Action item - Please transcribe the data exactly, with nothing left out.

[Provided information Boundary: Start]

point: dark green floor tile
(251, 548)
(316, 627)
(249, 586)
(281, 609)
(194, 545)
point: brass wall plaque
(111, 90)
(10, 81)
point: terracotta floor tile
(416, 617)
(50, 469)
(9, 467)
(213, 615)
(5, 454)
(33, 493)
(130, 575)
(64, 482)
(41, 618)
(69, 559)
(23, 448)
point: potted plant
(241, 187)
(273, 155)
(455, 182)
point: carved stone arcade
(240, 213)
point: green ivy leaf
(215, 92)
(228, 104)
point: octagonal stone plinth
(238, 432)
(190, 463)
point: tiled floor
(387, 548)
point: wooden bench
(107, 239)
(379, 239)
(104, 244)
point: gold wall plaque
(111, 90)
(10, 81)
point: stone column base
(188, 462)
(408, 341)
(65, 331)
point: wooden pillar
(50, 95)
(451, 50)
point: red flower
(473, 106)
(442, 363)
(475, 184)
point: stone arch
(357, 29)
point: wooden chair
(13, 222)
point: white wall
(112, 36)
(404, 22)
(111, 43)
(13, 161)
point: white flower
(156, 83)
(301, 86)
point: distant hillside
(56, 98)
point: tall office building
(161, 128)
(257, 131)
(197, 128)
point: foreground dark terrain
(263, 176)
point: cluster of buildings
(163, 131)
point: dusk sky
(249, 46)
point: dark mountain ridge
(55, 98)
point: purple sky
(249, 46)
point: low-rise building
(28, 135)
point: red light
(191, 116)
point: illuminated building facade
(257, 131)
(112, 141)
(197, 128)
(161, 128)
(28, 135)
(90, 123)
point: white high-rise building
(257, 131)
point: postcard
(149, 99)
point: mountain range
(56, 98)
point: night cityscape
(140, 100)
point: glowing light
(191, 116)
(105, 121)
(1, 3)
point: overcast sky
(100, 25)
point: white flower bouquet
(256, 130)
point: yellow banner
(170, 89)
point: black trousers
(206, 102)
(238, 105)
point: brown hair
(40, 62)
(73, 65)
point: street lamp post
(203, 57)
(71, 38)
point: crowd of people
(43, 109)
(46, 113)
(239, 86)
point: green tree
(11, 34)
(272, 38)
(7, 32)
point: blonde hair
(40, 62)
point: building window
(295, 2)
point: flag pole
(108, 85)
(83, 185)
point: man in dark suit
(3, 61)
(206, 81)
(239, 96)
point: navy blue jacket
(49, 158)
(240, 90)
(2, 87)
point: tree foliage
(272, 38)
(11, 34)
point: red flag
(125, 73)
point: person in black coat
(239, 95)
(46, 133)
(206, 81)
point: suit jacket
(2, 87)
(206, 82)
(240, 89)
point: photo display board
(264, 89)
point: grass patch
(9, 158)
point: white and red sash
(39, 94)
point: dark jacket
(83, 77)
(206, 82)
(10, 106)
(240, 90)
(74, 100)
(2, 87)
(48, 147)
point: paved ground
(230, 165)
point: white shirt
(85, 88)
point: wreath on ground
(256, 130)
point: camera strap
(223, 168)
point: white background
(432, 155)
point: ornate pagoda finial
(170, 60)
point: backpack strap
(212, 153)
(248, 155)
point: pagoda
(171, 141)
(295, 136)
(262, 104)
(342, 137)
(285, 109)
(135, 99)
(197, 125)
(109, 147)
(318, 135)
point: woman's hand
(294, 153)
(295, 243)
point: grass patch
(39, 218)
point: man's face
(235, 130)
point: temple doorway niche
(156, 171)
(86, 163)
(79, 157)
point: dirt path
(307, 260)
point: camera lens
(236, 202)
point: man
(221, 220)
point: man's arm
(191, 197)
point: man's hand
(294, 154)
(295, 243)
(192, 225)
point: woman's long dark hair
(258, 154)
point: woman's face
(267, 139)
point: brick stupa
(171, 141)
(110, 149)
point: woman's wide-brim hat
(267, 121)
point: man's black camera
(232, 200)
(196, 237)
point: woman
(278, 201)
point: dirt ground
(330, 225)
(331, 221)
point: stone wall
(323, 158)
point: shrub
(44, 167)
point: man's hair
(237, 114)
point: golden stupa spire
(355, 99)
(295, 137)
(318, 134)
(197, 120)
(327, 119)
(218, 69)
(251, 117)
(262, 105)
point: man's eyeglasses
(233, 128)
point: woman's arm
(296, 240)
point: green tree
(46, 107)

[Provided information Boundary: End]

Solution to the exercise -
point: dark green floor tile
(251, 548)
(316, 627)
(249, 586)
(281, 609)
(194, 545)
point: brass wall plaque
(111, 90)
(10, 81)
point: terracotta floor tile
(416, 617)
(50, 469)
(9, 467)
(213, 615)
(5, 454)
(33, 493)
(130, 575)
(64, 482)
(41, 618)
(69, 559)
(23, 448)
point: potted plant
(241, 187)
(273, 155)
(455, 182)
point: carved stone arcade
(240, 213)
point: green ivy leaf
(215, 92)
(228, 104)
point: octagonal stone plinth
(238, 432)
(190, 463)
point: tiled floor
(387, 548)
point: wooden bench
(107, 239)
(379, 239)
(104, 244)
point: gold wall plaque
(111, 90)
(10, 81)
point: stone column base
(188, 462)
(408, 341)
(65, 331)
point: wooden pillar
(50, 95)
(451, 50)
point: red flower
(473, 106)
(442, 363)
(475, 184)
point: stone arch
(357, 29)
point: wooden chair
(13, 222)
point: white wall
(112, 36)
(404, 22)
(111, 43)
(13, 161)
point: white flower
(156, 83)
(301, 86)
point: distant hillside
(56, 98)
point: tall office building
(161, 128)
(257, 131)
(197, 128)
point: foreground dark terrain
(263, 176)
point: cluster of buildings
(163, 131)
point: dusk sky
(249, 46)
point: dark mountain ridge
(55, 98)
point: purple sky
(249, 46)
point: low-rise building
(28, 135)
point: red light
(191, 116)
point: illuminated building facade
(257, 131)
(112, 141)
(197, 128)
(161, 128)
(28, 135)
(90, 123)
point: white high-rise building
(257, 131)
point: postcard
(149, 99)
point: mountain range
(56, 98)
point: night cityscape
(140, 100)
point: glowing light
(191, 116)
(105, 121)
(1, 3)
point: overcast sky
(100, 25)
point: white flower bouquet
(256, 130)
point: yellow banner
(170, 89)
point: black trousers
(206, 102)
(238, 105)
point: brown hair
(40, 62)
(73, 65)
point: street lamp post
(203, 57)
(71, 38)
point: crowd of people
(43, 109)
(46, 113)
(239, 86)
point: green tree
(11, 34)
(272, 38)
(7, 32)
point: blonde hair
(40, 62)
point: building window
(295, 2)
point: flag pole
(108, 85)
(83, 185)
point: man in dark suit
(3, 61)
(206, 81)
(239, 96)
point: navy blue jacket
(49, 158)
(240, 90)
(2, 87)
point: tree foliage
(272, 38)
(11, 34)
point: red flag
(125, 73)
point: person in black coat
(239, 95)
(46, 133)
(206, 81)
point: suit jacket
(2, 87)
(206, 82)
(240, 89)
point: photo display board
(264, 89)
point: grass patch
(9, 158)
point: white and red sash
(39, 94)
point: dark jacket
(83, 77)
(206, 82)
(10, 106)
(240, 90)
(74, 100)
(2, 87)
(48, 147)
point: paved ground
(230, 165)
point: white shirt
(85, 88)
point: wreath on ground
(256, 130)
point: camera strap
(223, 168)
point: white background
(432, 155)
point: ornate pagoda finial
(170, 60)
point: backpack strap
(212, 153)
(248, 155)
point: pagoda
(171, 141)
(295, 136)
(262, 104)
(342, 137)
(285, 109)
(135, 99)
(197, 125)
(109, 147)
(318, 135)
point: woman's hand
(294, 153)
(295, 243)
point: grass patch
(39, 218)
point: man's face
(235, 130)
point: temple doorway niche
(156, 171)
(86, 163)
(79, 157)
point: dirt path
(307, 260)
point: camera lens
(236, 202)
point: man
(221, 220)
point: man's arm
(191, 197)
point: man's hand
(294, 154)
(295, 243)
(192, 225)
point: woman's long dark hair
(258, 154)
point: woman's face
(267, 139)
point: brick stupa
(171, 141)
(110, 149)
point: woman's wide-brim hat
(267, 121)
point: man's black camera
(232, 200)
(196, 237)
point: woman
(278, 201)
point: dirt ground
(330, 225)
(331, 221)
point: stone wall
(323, 158)
point: shrub
(44, 167)
point: man's hair
(237, 114)
point: golden stupa spire
(355, 99)
(295, 137)
(318, 134)
(197, 120)
(327, 119)
(218, 69)
(251, 117)
(262, 105)
point: man's eyeglasses
(233, 128)
point: woman's arm
(296, 240)
point: green tree
(46, 107)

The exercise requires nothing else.